Фрагмент документа >>
14 июля 1908 года
- Автор:
Николай Гумилёв - Адресат:
Валерий Брюсов - Дата:
14 июля 1908 года
Дорогой Валерий Яковлевич,
я уже давно собирался Вам писать, но не хотелось делать это без обычного приложения, т.<о> е.<сть> стихотворенья.
Я написал его недавно, и, кажется, оно уже указывает на некоторую перемену в моих приемах, именно на усиленье леконт-де-лилевского элемента. Кстати сказать, самого Леконта де Лиля я нахожу смертельно скучным, но мне нравится его манера вводить реализм описаний в самые фантастические сюжеты. Во всяком случае это спасенье от блоковских туманностей. Я вырабатываю также и свою собственную W расстановку слов. Теперь, когда я опять задумался над теорией стихос- ложенья, мне было бы крайне полезно услышать Ваши ответы на следующие, смущающие меня вопросы: 1) достаточно ли самобытно построение моих фраз? 2) не нарушается ли гармония между фабулой и мыслью («угловатость образов»)? 3) заслуживают ли вниманья мои темы и не является ли философская их разработка еще ребяческой?
На эти вопросы может ответить только посторонний человек, опытный и интересующийся моими стихами, и, кроме Вас, я таких не знаю. Верьте, что моя просьба об этих указаньях вызвана не тщеславным желаньем получать от Вас советы, а только любовью к искусству, которому я посвящаю свою жизнь. Я помню Ваши предостереженья об опасности успехов и осенью думаю уехать на полгода в Абиссинию, чтобы в новой обстановке найти новые слова, которых мне так не достает. А успехи действительно есть: до сих пор ни один из моих рассказов не был отвергнут для напечатанья. «Русская Мысль» взяла два мои рассказа и по моей просьбе (о ней ниже) напечатает их в августе, «Речь» взяла три и просила еще. Но я чувствую, что теоретически я уже перерос мою прозу, и, чтобы отделаться от этого цикла моих мыслей, я хочу до отъезда (приблизительно в сентябре) издать книгу рассказов и затем до возвращенья не печатать ничего. Теперь я дошел до щекотливого пункта. У Вас есть мой рассказ «Скрипка Страдивариуса», по общему мнению, <стоя́щий> много выше «трех новелл», и он должен войти в книгу. Поэтому для меня очень важно, если, в случае его принятия, он будет напечатан в августе. И так как это может ввести «Весы» в непредвиденные расходы по увеличенью номера, я с удовольствием откажусь от гонорара за него. Если же это все-таки не удастся, то прошу Вас, не откажите сообщить мне об этом, я предложу его в другое место. Не рассердитесь за настойчивость моих просьб и, если они Вас стеснят, забудьте о них. Вы и так слишком много сделали для меня, чтобы я мог быть в претензии.

Содержимое перечня >>
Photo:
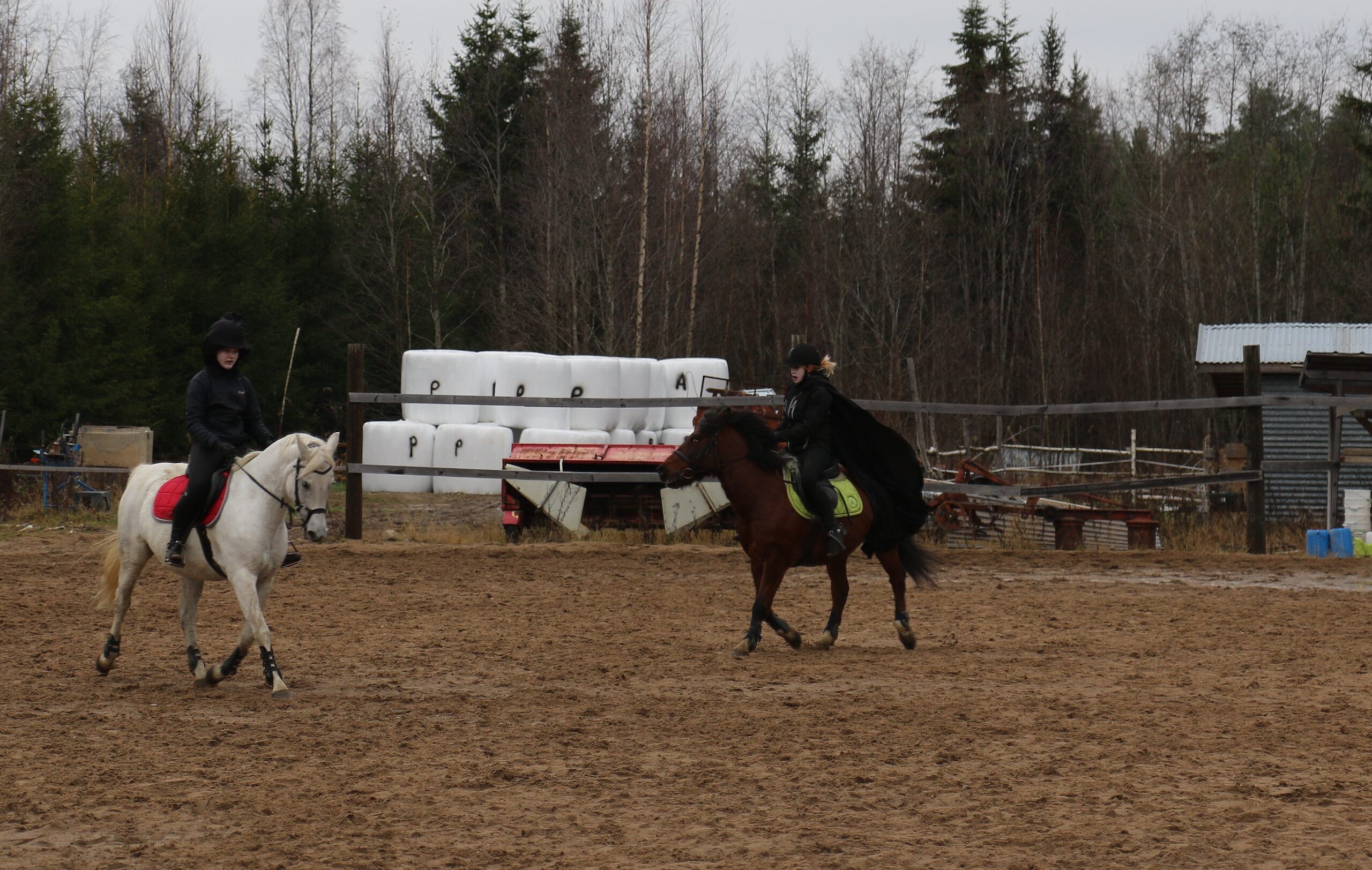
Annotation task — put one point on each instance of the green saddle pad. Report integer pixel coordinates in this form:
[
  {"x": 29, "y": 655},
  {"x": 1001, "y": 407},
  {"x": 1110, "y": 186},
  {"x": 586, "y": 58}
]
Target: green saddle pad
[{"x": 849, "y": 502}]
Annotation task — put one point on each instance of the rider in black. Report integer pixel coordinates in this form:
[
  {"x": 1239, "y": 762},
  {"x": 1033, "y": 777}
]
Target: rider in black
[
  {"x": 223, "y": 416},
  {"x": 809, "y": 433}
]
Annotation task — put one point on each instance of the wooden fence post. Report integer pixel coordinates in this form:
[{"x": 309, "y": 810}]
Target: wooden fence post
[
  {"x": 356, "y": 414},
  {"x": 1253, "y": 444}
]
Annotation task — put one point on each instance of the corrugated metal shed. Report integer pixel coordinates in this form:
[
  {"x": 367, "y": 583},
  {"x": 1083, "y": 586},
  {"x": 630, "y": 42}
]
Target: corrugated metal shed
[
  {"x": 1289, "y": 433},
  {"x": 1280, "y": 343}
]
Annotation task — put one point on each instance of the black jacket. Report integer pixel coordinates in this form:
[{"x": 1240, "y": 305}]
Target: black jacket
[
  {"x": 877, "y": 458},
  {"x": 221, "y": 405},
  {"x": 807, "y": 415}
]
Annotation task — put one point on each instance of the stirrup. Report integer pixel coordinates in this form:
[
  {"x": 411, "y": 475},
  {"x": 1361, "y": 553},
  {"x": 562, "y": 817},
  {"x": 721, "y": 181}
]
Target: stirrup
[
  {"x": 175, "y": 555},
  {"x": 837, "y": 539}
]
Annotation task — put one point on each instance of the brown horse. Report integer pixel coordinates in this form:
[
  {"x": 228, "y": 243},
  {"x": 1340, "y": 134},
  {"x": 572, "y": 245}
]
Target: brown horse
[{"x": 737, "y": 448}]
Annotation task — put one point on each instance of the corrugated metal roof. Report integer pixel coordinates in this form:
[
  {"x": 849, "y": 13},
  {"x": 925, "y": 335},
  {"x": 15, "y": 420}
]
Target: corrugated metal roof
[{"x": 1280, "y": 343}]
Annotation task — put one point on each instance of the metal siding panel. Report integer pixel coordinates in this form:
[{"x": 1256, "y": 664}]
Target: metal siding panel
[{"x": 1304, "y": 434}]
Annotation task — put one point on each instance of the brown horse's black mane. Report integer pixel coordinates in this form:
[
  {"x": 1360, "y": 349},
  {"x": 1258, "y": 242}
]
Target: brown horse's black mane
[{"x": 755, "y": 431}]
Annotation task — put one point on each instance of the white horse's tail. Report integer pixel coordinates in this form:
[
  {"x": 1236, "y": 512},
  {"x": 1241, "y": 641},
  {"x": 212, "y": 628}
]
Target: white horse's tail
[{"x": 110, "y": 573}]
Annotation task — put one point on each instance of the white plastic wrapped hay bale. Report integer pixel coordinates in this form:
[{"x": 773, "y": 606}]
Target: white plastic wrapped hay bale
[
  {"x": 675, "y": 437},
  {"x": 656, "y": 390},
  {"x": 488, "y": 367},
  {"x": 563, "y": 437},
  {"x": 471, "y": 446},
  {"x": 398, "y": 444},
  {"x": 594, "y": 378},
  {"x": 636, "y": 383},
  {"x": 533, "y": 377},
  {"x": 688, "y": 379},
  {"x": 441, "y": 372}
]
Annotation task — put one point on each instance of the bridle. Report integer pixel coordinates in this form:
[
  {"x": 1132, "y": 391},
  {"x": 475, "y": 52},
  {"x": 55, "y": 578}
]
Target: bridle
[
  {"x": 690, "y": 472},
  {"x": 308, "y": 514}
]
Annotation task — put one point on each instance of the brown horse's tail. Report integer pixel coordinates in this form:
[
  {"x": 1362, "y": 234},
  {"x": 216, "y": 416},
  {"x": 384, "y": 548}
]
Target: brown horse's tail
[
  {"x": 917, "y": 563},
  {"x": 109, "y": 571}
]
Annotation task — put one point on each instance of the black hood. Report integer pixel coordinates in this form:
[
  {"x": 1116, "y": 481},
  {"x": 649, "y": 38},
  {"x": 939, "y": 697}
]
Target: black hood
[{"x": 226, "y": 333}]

Цель упражнения >> Куда и на какой срок автор письма собирается уехать осенью?

Решение ниже >> На полгода в Абиссинию.